The data must be given again in full, with no line altered.

Data records.

***

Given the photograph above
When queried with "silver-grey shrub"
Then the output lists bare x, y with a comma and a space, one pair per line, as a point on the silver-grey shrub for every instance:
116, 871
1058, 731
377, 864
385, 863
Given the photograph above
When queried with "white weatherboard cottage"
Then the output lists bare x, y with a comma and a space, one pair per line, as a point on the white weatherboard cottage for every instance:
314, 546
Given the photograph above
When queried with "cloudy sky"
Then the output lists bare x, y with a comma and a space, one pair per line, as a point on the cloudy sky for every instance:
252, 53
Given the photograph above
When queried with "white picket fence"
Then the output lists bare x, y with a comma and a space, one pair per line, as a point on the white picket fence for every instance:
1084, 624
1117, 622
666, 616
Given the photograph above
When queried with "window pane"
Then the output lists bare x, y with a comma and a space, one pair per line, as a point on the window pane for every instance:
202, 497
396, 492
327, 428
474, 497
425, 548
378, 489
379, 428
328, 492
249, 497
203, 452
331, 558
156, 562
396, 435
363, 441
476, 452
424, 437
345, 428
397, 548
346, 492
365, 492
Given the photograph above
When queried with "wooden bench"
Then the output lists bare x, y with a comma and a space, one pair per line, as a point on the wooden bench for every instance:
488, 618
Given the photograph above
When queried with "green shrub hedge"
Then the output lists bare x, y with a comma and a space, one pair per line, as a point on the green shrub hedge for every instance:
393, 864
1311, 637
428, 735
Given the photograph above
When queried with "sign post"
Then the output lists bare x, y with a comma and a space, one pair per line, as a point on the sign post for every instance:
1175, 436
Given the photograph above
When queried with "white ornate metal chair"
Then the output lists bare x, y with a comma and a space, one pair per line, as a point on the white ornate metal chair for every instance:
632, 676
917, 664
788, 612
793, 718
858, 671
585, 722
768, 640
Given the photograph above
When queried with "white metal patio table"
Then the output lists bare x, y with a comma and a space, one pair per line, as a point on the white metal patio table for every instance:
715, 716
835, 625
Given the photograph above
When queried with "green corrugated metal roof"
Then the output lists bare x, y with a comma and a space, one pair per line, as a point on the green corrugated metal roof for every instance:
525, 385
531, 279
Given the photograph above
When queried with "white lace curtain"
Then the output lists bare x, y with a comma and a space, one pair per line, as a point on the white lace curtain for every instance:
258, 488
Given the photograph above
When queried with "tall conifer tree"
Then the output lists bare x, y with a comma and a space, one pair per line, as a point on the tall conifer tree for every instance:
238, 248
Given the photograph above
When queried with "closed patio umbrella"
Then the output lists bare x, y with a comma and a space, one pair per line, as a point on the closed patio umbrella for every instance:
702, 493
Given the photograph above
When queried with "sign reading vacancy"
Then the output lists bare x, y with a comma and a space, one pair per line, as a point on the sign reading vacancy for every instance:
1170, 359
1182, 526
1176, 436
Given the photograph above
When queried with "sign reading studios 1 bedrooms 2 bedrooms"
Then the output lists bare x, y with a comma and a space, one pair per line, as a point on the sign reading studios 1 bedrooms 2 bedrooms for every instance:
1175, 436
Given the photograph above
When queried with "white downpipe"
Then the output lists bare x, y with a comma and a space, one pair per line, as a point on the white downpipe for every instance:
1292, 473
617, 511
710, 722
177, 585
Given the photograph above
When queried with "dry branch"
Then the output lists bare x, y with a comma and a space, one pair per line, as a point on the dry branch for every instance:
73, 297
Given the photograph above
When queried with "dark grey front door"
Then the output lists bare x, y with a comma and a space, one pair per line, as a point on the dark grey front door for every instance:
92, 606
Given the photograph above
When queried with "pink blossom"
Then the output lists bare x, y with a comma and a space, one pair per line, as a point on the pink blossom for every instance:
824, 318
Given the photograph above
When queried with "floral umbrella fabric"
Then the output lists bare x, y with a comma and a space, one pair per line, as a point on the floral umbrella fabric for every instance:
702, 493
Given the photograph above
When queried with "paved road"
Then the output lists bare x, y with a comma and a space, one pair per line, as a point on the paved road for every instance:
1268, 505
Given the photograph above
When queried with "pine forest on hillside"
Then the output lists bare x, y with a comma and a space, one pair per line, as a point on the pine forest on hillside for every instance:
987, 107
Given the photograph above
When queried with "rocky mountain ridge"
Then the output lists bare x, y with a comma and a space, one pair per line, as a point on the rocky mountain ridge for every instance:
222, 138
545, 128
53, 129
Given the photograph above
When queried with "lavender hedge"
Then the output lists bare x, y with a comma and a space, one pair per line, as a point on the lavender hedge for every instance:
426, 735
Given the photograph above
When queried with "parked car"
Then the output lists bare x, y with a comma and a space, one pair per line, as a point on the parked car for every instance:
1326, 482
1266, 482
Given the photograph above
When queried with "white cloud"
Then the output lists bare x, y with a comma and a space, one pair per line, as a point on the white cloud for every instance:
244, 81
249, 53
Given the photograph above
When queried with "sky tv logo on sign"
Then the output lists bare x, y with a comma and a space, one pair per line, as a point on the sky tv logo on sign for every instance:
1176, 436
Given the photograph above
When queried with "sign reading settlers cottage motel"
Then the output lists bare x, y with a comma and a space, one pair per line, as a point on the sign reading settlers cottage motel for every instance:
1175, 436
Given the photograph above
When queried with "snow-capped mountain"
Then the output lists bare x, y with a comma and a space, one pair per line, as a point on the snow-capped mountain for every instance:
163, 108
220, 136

***

Expected output.
Given the photograph above
When queried with "silver-grey shrub"
Then the output lists bare x, y with a comma and a space, one pair per line, as a point on the silver-grey shrub for every instance:
116, 871
1058, 731
377, 864
385, 863
Given the photograph above
When queried with "white weatherboard cottage"
Then the output lists bare x, y with a comma and a space, one pair per line, as a point on the white weatherboard cottage for every instance:
314, 546
Given the photograph above
When queried with "cloudy sky"
Then the output lists bare x, y with a comma and a space, one pair per line, as a point on the cloudy sky for every instance:
252, 53
Given the photograph above
When queried with "white picket fence"
Then the output lists bare x, y with a comma and a space, one pair per line, as a point on the white picket fence for every instance:
1084, 624
1117, 622
666, 616
Given the photograph above
When queried with "window pane"
Then the output lists bare x, y with a comma and a space, one pair per line, as a point on the window pane for every instance:
202, 497
396, 492
327, 428
474, 497
425, 548
378, 489
379, 428
328, 492
249, 497
203, 452
331, 558
156, 562
396, 435
363, 441
476, 452
424, 437
345, 428
397, 548
346, 492
365, 492
Given the photograph above
When queried with "wooden bench"
Then the output lists bare x, y with a comma and a space, one pair per line, as a point on the wooden bench for every instance:
488, 618
Given the photograph above
When queried with "green shrub hedge"
Then the output lists bare x, y with a comma and a space, one pair per line, as a point on the green shrub hedge for every instance:
393, 864
1311, 637
428, 735
Given the photograph above
When queried with "sign post"
Then the output lists bare x, y with a comma and a space, one pair per line, as a point on the sign post for every instance:
1175, 436
Given the photograph above
When queried with "white ornate metal chair"
Then the output lists bare x, y with a comma and a space, one pair per line, as a point on the white ornate metal chair for every instance:
632, 676
917, 664
788, 612
793, 718
858, 671
585, 722
768, 640
Given the photograph above
When queried with "white metal patio table"
Then the output lists bare x, y with a comma and a space, one pair per line, as a point on the white metal patio table for every instance:
715, 716
835, 625
Given the photograph above
When queried with "green corrugated metal roof"
Then the output lists bare x, y with a comma and a space, one pair per line, as a point on the green corrugated metal roof for every instance:
525, 385
531, 279
Given the photograph above
When queried with "white lace curtain"
Then the output lists bare x, y with a comma and a space, one pair per line, as a point on the white lace curtain for every instance:
258, 488
Given the photograph above
When queried with "tall conifer tree"
Then the output lists bare x, y with a comma and a space, one pair per line, as a point on the tall conifer tree for every instance:
238, 248
Given the photograph above
When queried with "closed patio umbrella"
Then the output lists bare x, y with a comma and a space, one pair per line, as a point on the closed patio umbrella for every instance:
702, 493
Given the photograph above
When queried with "sign reading vacancy"
Then the output lists bare x, y with a comma and a space, one pair per line, as a point on the sign reading vacancy for every instance:
1170, 359
1182, 526
1176, 436
Given the photograph above
When queried with "sign reading studios 1 bedrooms 2 bedrooms"
Then the output lists bare x, y with a comma and a space, one pair per line, as a point on the sign reading studios 1 bedrooms 2 bedrooms for every instance:
1175, 436
Given the photograph above
When queried with "white downpipe"
Then the output lists bare x, y with a comma and a space, one pair per line, as a point on the white downpipe for every instance:
1292, 473
617, 511
710, 722
177, 585
Given the photograph above
When queried with "dry branch"
Then the output lists bare x, y with a comma and a space, one pair per line, as a point on the dry branch for every instance:
73, 297
Given the photograph above
When queried with "dark grey front door"
Then the output lists bare x, y with a comma and a space, one pair per line, as a point on the dark grey front door for every instance:
92, 606
Given the photograph above
When queried with "pink blossom"
Then the output lists bare x, y with a comma and a space, one pair per line, as a point on the pink blossom for every instance:
824, 318
Given the photograph above
When queried with "floral umbrella fabric"
Then the output lists bare x, y with a comma and a space, one pair per line, as a point on the floral umbrella fabric for every instance:
702, 493
Given the photograph above
When queried with "paved road"
Then the output lists bare x, y with a comma and a space, one pair per line, as a point on the paved road for every instance:
1268, 505
Given the photograph above
When queried with "pine forest on hillside"
Then the output lists bare x, y with a comma and a space, one pair per line, as a point on the pine forest on hillside for every instance:
987, 107
Given the photograph above
When queried with "rocky mountain ridge"
Then the output lists bare x, y with a comma and a space, one pair per line, as a point on the rocky mountain ridge for every instance:
222, 138
545, 128
53, 129
Given the photograph above
When queried with "lavender hedge"
Then the output lists bare x, y with a comma and a space, one pair per line, as a point on the lavender hedge for every instance:
426, 735
Given the photograph above
When queried with "parked car"
Then the output lists bare x, y with a comma and a space, one pair per line, as a point on the parked car for every instance:
1326, 482
1266, 482
Given the photograph above
When queried with "white cloud"
Then the output lists bare x, y with a comma and a space, one pair per line, as a point on the white cloud for every instance:
244, 81
249, 53
Given the photograph above
When queried with "sky tv logo on sign"
Then the output lists bare x, y with a comma and a space, one pair per line, as a point on the sky tv logo on sign for every instance:
1176, 436
Given the photograph above
When queried with "sign reading settlers cottage motel"
Then the output lists bare x, y with a comma and a space, one pair per line, as a point on the sign reading settlers cottage motel for every instance:
1175, 436
Given the photograph above
When queried with "snow-capped mountain"
Then the output lists bare x, y with a comma and a space, one pair per line, as a point on the snow-capped mountain for every instance:
163, 108
220, 136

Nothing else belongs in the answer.